**Source**

______________________________

By the road, life (floats)
(...) By blending “the mythic place” of the Serbian/Balkan ethos, the bar, with the metaphor Road, the paradigm of the stage movement, but at the same time the “basic unit” of metaphysical thinking, Milena Marković, with the drama The Forest is Glowing, sets out into that sphere of dramatic adventure for which only the bravest are capable - read: the calmest - creative spirits. In a bar, abandoned by the owner, devoid of customers, lacking in musicians and voices, “nothing is happening”; i.e. as we can expect form the authorial poetics that truly starts from the consequences of Chekhovian dramatic revolution, less than nothing happens, more precisely, a big Nothing rules the events. At first sight, the bouncer/bar tender Coach and the bar singer Maca are close to Beckett’s ruins, from which only primary and primal knots of emotions have remained, floods of life defeats: they, just like the roughened idealists from Rails, through adventure suffer the waiting. The difference is established, nevertheless, in the field of allegorical: that which rarely and on the border of imagined, the subreal, even reaches, through the lost ones, them and their empty bars - Lole’s van with (bought) women, Owner in his last barren attempt to run from the assigned life-as-calculation, Lucky, the fugitive from Desire, as well as from Renouncement - all this unreliable, fragmentary dreg of the everyday represents the already experienced Life which rejected them and which is, also, on their side, denied and atomised, balanced and demystified. And still, that same life has not even remotely finished with them, the Road which is challenged/denied/despised is not terminated, although its contours are barely recognisable in the world of the ruined, dried out, hopelessly dirtied and (self)despised reality. (...) In the souls of the protagonists of The Forest is Glowing, it is empty down there - among the floods of memories, defeats and losses from which they flee into dreams - as well as up there, in the cold heights of superhuman Ideas supposed to offer comfort... LUCKY: Now I am an empty man, like a God’s angel.
Svetislav JOVANOV

S E L E C T O R ' S...R E P O R T......

______________________________

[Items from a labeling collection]
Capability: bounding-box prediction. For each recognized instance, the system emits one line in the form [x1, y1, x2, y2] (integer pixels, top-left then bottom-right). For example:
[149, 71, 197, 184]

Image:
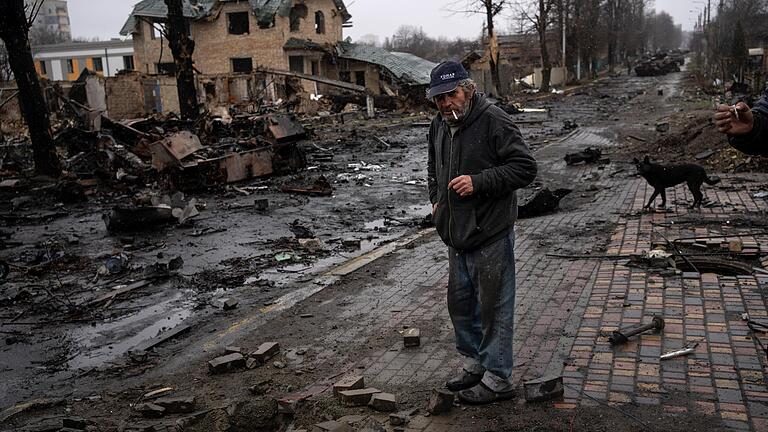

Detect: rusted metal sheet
[197, 147, 274, 183]
[149, 131, 203, 171]
[267, 114, 307, 144]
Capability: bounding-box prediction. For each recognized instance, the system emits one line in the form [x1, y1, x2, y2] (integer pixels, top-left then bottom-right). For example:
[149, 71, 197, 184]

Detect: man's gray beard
[444, 99, 472, 126]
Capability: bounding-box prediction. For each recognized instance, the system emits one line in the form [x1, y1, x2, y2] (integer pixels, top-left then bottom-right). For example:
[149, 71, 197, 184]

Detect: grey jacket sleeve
[728, 91, 768, 156]
[427, 122, 437, 204]
[471, 119, 538, 197]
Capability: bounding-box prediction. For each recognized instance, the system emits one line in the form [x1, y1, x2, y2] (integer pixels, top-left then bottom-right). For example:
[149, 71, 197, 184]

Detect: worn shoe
[445, 370, 483, 391]
[459, 383, 515, 405]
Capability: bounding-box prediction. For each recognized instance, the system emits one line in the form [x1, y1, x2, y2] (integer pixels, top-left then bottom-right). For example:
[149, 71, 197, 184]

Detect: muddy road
[0, 66, 732, 430]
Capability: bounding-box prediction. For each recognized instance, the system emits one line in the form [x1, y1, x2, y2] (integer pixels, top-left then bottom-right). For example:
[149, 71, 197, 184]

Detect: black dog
[633, 156, 720, 208]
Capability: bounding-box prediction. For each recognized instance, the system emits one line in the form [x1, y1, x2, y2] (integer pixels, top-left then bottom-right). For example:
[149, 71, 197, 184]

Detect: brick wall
[133, 20, 178, 74]
[106, 73, 144, 120]
[134, 0, 342, 75]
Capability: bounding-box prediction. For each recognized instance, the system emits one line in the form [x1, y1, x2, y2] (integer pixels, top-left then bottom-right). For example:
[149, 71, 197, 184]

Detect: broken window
[232, 58, 253, 73]
[315, 11, 325, 34]
[289, 4, 309, 32]
[155, 63, 176, 75]
[355, 71, 365, 87]
[288, 56, 304, 73]
[123, 56, 134, 70]
[227, 12, 250, 35]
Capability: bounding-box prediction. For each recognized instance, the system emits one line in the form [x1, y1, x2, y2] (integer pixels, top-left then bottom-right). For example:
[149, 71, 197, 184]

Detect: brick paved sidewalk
[266, 171, 768, 431]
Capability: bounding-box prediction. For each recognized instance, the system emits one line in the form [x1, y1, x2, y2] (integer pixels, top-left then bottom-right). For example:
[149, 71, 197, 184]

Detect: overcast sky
[66, 0, 703, 41]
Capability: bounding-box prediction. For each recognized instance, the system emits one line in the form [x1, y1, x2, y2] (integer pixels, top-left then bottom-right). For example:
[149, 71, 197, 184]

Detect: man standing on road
[427, 62, 537, 404]
[714, 90, 768, 156]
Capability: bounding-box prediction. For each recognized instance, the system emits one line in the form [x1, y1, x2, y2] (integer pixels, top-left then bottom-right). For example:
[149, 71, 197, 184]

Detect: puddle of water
[69, 292, 192, 369]
[244, 203, 432, 287]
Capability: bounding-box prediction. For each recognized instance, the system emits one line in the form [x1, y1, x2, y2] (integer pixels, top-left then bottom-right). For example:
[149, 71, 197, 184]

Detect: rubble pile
[635, 50, 685, 76]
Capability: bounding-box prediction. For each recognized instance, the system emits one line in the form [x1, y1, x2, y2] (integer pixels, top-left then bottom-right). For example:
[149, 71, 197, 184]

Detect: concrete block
[245, 357, 261, 370]
[389, 412, 411, 426]
[208, 353, 245, 374]
[312, 420, 352, 432]
[403, 328, 421, 348]
[135, 402, 165, 418]
[250, 342, 280, 364]
[224, 346, 244, 355]
[154, 396, 195, 414]
[333, 375, 365, 397]
[368, 393, 397, 412]
[728, 240, 744, 253]
[427, 389, 455, 415]
[224, 299, 239, 310]
[61, 417, 88, 430]
[339, 388, 381, 406]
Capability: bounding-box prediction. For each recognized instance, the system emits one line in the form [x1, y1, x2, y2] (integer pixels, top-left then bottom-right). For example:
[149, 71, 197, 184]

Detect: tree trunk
[483, 0, 506, 96]
[0, 0, 61, 177]
[165, 0, 198, 119]
[606, 0, 616, 73]
[537, 0, 552, 92]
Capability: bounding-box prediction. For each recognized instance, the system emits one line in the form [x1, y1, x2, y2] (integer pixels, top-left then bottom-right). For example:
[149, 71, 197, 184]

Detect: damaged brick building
[121, 0, 434, 111]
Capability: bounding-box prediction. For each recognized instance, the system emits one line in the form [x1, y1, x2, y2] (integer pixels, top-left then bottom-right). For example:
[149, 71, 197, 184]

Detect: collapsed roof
[120, 0, 352, 36]
[336, 42, 437, 85]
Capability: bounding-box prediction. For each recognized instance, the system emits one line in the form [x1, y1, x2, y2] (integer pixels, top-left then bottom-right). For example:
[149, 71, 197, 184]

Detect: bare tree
[165, 0, 199, 119]
[448, 0, 507, 96]
[0, 0, 61, 176]
[517, 0, 556, 92]
[0, 42, 13, 83]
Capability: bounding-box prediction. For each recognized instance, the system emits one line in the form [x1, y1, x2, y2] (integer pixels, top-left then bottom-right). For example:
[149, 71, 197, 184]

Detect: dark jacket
[428, 93, 536, 251]
[728, 89, 768, 156]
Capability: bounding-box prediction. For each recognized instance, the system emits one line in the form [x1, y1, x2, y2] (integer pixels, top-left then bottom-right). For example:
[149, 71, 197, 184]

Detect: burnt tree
[0, 0, 61, 176]
[165, 0, 198, 119]
[533, 0, 552, 92]
[449, 0, 507, 96]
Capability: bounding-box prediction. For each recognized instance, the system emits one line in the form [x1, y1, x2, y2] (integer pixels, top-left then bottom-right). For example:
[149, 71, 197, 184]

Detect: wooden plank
[130, 324, 192, 352]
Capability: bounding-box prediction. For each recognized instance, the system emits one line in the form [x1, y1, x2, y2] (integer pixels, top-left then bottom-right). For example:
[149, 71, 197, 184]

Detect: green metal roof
[336, 42, 437, 85]
[120, 0, 352, 35]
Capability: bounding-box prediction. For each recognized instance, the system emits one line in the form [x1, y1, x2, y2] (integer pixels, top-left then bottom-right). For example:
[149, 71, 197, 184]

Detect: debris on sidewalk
[208, 353, 245, 374]
[339, 387, 381, 407]
[564, 147, 603, 165]
[608, 316, 664, 345]
[523, 375, 564, 402]
[368, 393, 397, 412]
[517, 187, 572, 219]
[659, 342, 699, 360]
[333, 375, 365, 397]
[403, 328, 421, 348]
[427, 389, 456, 415]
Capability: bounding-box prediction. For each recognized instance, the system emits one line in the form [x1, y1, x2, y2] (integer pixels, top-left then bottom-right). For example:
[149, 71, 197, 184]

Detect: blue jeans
[448, 229, 515, 392]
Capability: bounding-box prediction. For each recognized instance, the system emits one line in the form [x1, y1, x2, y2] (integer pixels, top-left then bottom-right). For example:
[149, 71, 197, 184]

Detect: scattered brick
[403, 328, 421, 348]
[154, 396, 195, 414]
[312, 420, 352, 432]
[339, 388, 381, 406]
[333, 376, 365, 397]
[427, 389, 456, 415]
[208, 353, 245, 374]
[251, 342, 280, 364]
[368, 393, 397, 412]
[135, 402, 165, 418]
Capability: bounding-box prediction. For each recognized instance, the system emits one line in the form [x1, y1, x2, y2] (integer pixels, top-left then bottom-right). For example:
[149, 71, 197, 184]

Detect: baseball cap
[427, 61, 469, 99]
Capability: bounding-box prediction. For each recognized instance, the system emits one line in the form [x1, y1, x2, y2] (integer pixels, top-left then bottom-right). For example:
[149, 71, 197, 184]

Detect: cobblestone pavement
[264, 168, 768, 431]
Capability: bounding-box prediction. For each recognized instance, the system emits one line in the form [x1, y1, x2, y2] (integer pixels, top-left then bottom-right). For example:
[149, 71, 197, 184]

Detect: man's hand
[448, 176, 475, 197]
[714, 102, 755, 136]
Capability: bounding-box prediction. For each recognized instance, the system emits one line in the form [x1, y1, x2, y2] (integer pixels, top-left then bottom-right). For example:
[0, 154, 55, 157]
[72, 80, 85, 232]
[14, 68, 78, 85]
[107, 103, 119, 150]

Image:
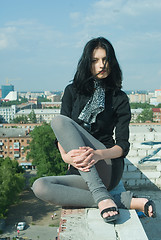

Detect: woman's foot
[130, 198, 156, 217]
[98, 199, 119, 222]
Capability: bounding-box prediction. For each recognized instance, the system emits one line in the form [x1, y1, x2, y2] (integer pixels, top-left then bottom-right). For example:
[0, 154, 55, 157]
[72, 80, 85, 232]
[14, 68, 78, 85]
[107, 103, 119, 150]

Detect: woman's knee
[51, 115, 70, 130]
[32, 177, 46, 197]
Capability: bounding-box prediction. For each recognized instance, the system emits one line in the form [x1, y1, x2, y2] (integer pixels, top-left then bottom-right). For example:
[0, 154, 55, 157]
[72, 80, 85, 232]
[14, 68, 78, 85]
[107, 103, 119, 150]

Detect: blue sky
[0, 0, 161, 91]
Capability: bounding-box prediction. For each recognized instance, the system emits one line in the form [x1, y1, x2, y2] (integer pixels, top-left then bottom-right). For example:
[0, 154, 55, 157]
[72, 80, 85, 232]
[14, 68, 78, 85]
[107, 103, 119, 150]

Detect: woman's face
[91, 47, 110, 79]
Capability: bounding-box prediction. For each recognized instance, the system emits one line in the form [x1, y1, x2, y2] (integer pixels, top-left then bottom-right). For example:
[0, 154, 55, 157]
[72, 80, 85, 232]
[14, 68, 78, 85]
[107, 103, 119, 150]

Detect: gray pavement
[135, 190, 161, 240]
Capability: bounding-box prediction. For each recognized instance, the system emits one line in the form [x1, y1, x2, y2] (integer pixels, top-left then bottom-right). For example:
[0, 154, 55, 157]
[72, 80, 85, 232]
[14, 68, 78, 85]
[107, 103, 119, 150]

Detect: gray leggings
[32, 115, 132, 208]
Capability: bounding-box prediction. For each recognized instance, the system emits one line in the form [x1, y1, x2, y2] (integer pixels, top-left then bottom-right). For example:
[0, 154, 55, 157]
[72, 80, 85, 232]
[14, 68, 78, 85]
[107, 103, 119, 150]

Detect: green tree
[0, 157, 25, 218]
[136, 108, 153, 123]
[28, 110, 37, 123]
[27, 123, 67, 177]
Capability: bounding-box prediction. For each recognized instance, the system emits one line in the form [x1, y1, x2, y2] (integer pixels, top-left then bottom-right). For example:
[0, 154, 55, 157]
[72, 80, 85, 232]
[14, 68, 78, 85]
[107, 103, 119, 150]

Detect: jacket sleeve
[60, 84, 74, 117]
[115, 92, 131, 157]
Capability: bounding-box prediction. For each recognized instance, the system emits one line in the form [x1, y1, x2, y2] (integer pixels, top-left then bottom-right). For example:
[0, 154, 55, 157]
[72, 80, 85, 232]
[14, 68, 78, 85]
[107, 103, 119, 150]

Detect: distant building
[1, 84, 14, 99]
[155, 89, 161, 97]
[129, 93, 149, 103]
[152, 108, 161, 123]
[0, 128, 33, 168]
[15, 109, 60, 123]
[46, 94, 62, 102]
[0, 105, 16, 123]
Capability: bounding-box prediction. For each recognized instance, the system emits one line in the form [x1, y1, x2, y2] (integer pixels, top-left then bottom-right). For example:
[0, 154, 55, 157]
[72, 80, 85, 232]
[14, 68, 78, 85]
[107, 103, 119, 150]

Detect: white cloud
[0, 19, 65, 51]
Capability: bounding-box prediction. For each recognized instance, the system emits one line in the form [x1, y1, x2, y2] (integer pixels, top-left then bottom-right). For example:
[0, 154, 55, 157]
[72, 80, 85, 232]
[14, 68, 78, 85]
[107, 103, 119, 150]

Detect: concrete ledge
[57, 181, 148, 240]
[58, 208, 148, 240]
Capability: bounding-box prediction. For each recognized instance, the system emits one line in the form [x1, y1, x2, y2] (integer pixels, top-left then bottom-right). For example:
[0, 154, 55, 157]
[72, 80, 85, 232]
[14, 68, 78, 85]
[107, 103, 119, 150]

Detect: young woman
[33, 37, 156, 222]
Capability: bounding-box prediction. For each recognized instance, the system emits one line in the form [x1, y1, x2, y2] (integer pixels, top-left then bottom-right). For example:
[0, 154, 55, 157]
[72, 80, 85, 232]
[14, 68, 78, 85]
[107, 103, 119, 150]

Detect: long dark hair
[73, 37, 122, 95]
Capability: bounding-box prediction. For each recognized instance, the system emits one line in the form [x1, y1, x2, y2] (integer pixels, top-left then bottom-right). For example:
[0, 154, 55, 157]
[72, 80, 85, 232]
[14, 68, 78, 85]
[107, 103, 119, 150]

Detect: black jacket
[61, 84, 131, 157]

______________________________

**What you are asked to do**
Could you extract the full text on the drama The Forest is Glowing, word for word from start to finish? Rely on the text alone.

**Reply**
By the road, life (floats)
(...) By blending “the mythic place” of the Serbian/Balkan ethos, the bar, with the metaphor Road, the paradigm of the stage movement, but at the same time the “basic unit” of metaphysical thinking, Milena Marković, with the drama The Forest is Glowing, sets out into that sphere of dramatic adventure for which only the bravest are capable - read: the calmest - creative spirits. In a bar, abandoned by the owner, devoid of customers, lacking in musicians and voices, “nothing is happening”; i.e. as we can expect form the authorial poetics that truly starts from the consequences of Chekhovian dramatic revolution, less than nothing happens, more precisely, a big Nothing rules the events. At first sight, the bouncer/bar tender Coach and the bar singer Maca are close to Beckett’s ruins, from which only primary and primal knots of emotions have remained, floods of life defeats: they, just like the roughened idealists from Rails, through adventure suffer the waiting. The difference is established, nevertheless, in the field of allegorical: that which rarely and on the border of imagined, the subreal, even reaches, through the lost ones, them and their empty bars - Lole’s van with (bought) women, Owner in his last barren attempt to run from the assigned life-as-calculation, Lucky, the fugitive from Desire, as well as from Renouncement - all this unreliable, fragmentary dreg of the everyday represents the already experienced Life which rejected them and which is, also, on their side, denied and atomised, balanced and demystified. And still, that same life has not even remotely finished with them, the Road which is challenged/denied/despised is not terminated, although its contours are barely recognisable in the world of the ruined, dried out, hopelessly dirtied and (self)despised reality. (...) In the souls of the protagonists of The Forest is Glowing, it is empty down there - among the floods of memories, defeats and losses from which they flee into dreams - as well as up there, in the cold heights of superhuman Ideas supposed to offer comfort... LUCKY: Now I am an empty man, like a God’s angel.
Svetislav JOVANOV

S E L E C T O R ' S...R E P O R T......